◆ REQUIRED WORK
The answer must match the listing exactly, with every line written out again.

(RECORDS FOR THIS EXERCISE begins)

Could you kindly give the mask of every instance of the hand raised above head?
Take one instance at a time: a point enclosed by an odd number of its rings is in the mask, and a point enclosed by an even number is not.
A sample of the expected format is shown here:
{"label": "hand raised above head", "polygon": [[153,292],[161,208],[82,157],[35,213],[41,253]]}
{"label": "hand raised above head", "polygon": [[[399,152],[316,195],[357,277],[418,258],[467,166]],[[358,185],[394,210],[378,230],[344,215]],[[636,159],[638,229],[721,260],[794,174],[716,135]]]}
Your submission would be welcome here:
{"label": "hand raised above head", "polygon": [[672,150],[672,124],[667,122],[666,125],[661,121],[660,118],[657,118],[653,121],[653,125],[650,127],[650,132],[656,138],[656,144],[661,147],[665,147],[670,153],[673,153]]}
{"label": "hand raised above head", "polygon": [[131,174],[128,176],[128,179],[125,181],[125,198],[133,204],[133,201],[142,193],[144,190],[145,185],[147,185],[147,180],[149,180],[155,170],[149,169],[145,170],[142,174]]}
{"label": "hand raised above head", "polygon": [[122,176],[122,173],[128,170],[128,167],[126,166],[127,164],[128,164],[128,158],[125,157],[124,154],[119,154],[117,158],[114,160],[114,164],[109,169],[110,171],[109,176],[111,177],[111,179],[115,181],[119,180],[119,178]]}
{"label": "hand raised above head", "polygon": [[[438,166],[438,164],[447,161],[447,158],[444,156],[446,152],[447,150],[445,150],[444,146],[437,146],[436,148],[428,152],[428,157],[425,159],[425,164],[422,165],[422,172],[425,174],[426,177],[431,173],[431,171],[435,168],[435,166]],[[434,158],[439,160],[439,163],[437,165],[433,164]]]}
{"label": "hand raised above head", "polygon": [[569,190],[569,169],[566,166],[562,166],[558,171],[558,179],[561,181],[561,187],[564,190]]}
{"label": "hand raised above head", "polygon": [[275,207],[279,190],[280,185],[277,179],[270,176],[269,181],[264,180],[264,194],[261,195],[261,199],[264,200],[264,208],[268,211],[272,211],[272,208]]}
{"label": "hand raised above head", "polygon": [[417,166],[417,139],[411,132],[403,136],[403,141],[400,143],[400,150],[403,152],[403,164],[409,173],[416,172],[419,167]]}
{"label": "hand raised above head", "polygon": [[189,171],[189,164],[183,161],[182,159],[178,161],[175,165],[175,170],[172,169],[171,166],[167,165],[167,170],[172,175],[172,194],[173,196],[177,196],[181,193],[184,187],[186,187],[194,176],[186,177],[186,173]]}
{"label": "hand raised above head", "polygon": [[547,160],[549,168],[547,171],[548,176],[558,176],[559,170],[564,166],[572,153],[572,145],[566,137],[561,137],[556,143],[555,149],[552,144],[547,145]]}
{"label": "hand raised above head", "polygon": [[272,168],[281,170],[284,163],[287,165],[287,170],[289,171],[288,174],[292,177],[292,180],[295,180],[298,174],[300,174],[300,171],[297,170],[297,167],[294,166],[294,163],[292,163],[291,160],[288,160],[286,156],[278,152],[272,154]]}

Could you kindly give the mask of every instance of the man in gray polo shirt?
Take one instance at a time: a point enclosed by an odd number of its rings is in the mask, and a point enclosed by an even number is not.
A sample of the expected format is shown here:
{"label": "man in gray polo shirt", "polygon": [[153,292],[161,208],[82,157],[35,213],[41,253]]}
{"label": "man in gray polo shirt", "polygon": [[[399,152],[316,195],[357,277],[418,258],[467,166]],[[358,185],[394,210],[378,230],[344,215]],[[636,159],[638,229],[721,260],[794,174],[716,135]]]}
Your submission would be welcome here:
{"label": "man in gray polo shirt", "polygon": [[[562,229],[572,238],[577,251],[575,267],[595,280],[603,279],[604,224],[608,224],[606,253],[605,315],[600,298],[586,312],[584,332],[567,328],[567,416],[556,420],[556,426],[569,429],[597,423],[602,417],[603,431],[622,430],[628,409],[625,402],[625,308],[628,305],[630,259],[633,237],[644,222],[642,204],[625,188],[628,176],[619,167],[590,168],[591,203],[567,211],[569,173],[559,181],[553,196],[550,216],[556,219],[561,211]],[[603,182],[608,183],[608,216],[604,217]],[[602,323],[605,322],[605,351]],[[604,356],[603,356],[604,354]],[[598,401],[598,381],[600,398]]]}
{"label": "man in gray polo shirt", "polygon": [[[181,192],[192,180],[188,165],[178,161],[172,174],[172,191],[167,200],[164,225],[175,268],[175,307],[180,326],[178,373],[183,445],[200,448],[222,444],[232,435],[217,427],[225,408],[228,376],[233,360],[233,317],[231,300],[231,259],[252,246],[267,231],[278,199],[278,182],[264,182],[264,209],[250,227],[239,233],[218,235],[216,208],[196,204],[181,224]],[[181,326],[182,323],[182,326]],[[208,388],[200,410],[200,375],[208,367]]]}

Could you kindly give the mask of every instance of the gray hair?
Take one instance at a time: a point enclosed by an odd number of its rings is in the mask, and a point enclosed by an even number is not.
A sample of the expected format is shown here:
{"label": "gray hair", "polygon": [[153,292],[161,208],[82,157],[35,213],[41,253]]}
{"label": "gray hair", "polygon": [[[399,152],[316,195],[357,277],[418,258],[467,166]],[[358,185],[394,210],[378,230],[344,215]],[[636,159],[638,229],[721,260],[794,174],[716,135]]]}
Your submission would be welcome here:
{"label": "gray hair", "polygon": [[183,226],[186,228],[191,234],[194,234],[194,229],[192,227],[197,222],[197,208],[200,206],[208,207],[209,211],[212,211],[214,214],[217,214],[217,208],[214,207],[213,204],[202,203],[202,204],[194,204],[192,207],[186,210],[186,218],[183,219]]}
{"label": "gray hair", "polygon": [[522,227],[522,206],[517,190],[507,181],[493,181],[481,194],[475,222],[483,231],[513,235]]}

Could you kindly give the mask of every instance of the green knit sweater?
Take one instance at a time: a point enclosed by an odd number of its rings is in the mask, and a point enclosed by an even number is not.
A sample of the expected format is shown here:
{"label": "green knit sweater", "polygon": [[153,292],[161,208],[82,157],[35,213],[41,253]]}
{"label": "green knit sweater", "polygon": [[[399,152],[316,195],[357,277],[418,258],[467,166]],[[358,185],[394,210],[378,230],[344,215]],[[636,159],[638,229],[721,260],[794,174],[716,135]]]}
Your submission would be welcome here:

(RECORDS FOR THIS EXERCISE ends)

◆ YOUR RESPONSE
Could you kindly give the mask of every instance of the hand raised above head?
Take one instance at a time: a point enclosed by an odd number of its rings is in the mask, and a point enclosed by an even number is not.
A sample of the expected format is shown here:
{"label": "hand raised above head", "polygon": [[153,292],[161,208],[82,157],[35,213],[41,253]]}
{"label": "hand raised above head", "polygon": [[[399,152],[316,195],[357,277],[418,258],[467,166]],[[358,185],[394,210],[378,230],[344,215]],[[636,159],[638,229],[721,260],[794,174],[716,135]]]}
Your submission would be welcome here:
{"label": "hand raised above head", "polygon": [[672,150],[672,124],[667,122],[666,125],[661,121],[660,118],[657,118],[653,121],[653,125],[650,127],[650,132],[656,138],[656,144],[661,147],[665,147],[670,153],[673,153]]}
{"label": "hand raised above head", "polygon": [[131,174],[128,176],[128,179],[125,181],[125,198],[133,204],[133,201],[142,193],[144,190],[145,185],[147,185],[147,180],[149,180],[155,170],[149,169],[145,170],[142,174]]}
{"label": "hand raised above head", "polygon": [[122,176],[122,173],[128,170],[128,167],[126,166],[127,164],[128,164],[128,158],[125,157],[124,154],[119,154],[117,158],[114,160],[114,164],[109,169],[110,171],[109,176],[111,177],[111,179],[115,181],[119,180],[119,178]]}
{"label": "hand raised above head", "polygon": [[[438,166],[438,164],[447,161],[447,158],[444,156],[446,152],[447,150],[445,150],[444,146],[437,146],[436,148],[428,152],[428,157],[425,159],[425,164],[422,165],[422,172],[425,174],[426,177],[431,173],[431,171],[435,168],[435,166]],[[434,158],[439,160],[439,163],[437,165],[433,164]]]}
{"label": "hand raised above head", "polygon": [[569,190],[569,169],[566,166],[562,166],[558,171],[558,179],[561,181],[561,187],[564,190]]}
{"label": "hand raised above head", "polygon": [[275,207],[279,190],[280,185],[277,179],[270,176],[269,181],[264,180],[264,194],[261,195],[261,199],[264,200],[264,208],[268,211],[272,211],[272,208]]}
{"label": "hand raised above head", "polygon": [[417,166],[417,139],[411,132],[403,136],[403,141],[400,143],[400,150],[403,152],[403,164],[409,173],[416,172],[419,167]]}
{"label": "hand raised above head", "polygon": [[189,171],[189,164],[183,161],[182,159],[178,161],[175,165],[175,170],[172,169],[171,166],[167,165],[167,170],[172,175],[172,194],[173,196],[177,196],[181,193],[184,187],[186,187],[194,176],[186,177],[186,173]]}
{"label": "hand raised above head", "polygon": [[547,160],[549,168],[547,171],[548,176],[558,176],[559,170],[564,166],[572,153],[572,145],[566,137],[561,137],[556,143],[555,149],[552,144],[547,145]]}
{"label": "hand raised above head", "polygon": [[272,168],[281,170],[284,163],[287,165],[287,170],[289,171],[288,174],[292,177],[292,180],[295,180],[298,174],[300,174],[300,171],[297,170],[297,167],[294,166],[294,163],[292,163],[291,160],[288,160],[286,156],[278,152],[272,154]]}

Could you kindly give the mask of every instance of the man in gray polo shirt?
Take one instance at a time: a point enclosed by an odd number of its rings is in the mask, and a point enclosed by an even number is not.
A sample of the expected format is shown here:
{"label": "man in gray polo shirt", "polygon": [[153,292],[161,208],[82,157],[35,213],[41,253]]}
{"label": "man in gray polo shirt", "polygon": [[[399,152],[316,195],[357,277],[418,258],[467,166]],[[358,185],[394,210],[378,230],[344,215]],[[636,159],[638,229],[721,260],[794,174],[716,135]]]}
Your submission would be welcome here:
{"label": "man in gray polo shirt", "polygon": [[[562,229],[572,238],[577,251],[575,267],[595,280],[603,279],[604,224],[608,224],[606,253],[605,315],[600,298],[586,312],[584,332],[567,328],[567,416],[556,420],[556,426],[569,429],[597,423],[602,417],[603,431],[622,430],[628,409],[625,402],[625,308],[628,305],[630,259],[633,237],[644,222],[642,204],[625,188],[628,176],[619,167],[590,168],[591,203],[567,211],[569,173],[559,181],[553,196],[550,216],[556,219],[561,211]],[[603,182],[608,183],[608,216],[604,217]],[[602,323],[605,322],[605,351]],[[604,356],[603,356],[604,354]],[[598,401],[598,381],[600,398]]]}
{"label": "man in gray polo shirt", "polygon": [[[181,192],[192,180],[188,165],[178,161],[172,174],[172,191],[167,200],[164,225],[175,268],[175,307],[180,326],[178,373],[183,445],[200,448],[222,444],[232,435],[217,427],[225,408],[228,376],[233,360],[233,317],[231,300],[231,259],[252,246],[267,231],[278,199],[278,182],[264,182],[264,209],[250,227],[239,233],[218,235],[216,208],[196,204],[181,224]],[[181,326],[182,323],[182,326]],[[208,388],[200,410],[200,375],[208,367]]]}

Could you kindly give the mask of every instance of the gray hair?
Take one instance at a time: a point enclosed by an odd number of its rings is in the mask, and a point enclosed by an even number is not.
A sample of the expected format is shown here:
{"label": "gray hair", "polygon": [[153,292],[161,208],[82,157],[35,213],[41,253]]}
{"label": "gray hair", "polygon": [[[399,152],[316,195],[357,277],[418,258],[467,166]],[[358,185],[394,210],[378,230],[344,215]],[[636,159],[638,229],[721,260],[794,174],[716,135]]]}
Your submission would be welcome here:
{"label": "gray hair", "polygon": [[183,226],[186,228],[191,234],[194,234],[194,229],[192,227],[197,222],[197,208],[200,206],[208,207],[209,211],[212,211],[214,214],[217,214],[217,208],[214,207],[213,204],[202,203],[202,204],[194,204],[192,207],[186,210],[186,218],[183,219]]}
{"label": "gray hair", "polygon": [[522,227],[522,206],[517,190],[507,181],[493,181],[481,194],[475,222],[483,231],[513,235]]}

Could you kindly give the mask of every instance of the green knit sweater?
Take one instance at a time: a point enclosed by an odd number of its rings is in the mask, and a point enclosed by an even number is not.
A sample of the expected format is shown here:
{"label": "green knit sweater", "polygon": [[153,292],[161,208],[82,157],[35,213],[41,253]]}
{"label": "green knit sweater", "polygon": [[[399,152],[316,195],[357,277],[418,258],[467,166]],[[358,185],[394,210],[378,230],[344,215]],[[636,159],[638,229],[721,260],[794,174],[716,135]]]}
Your submission would be welcome here:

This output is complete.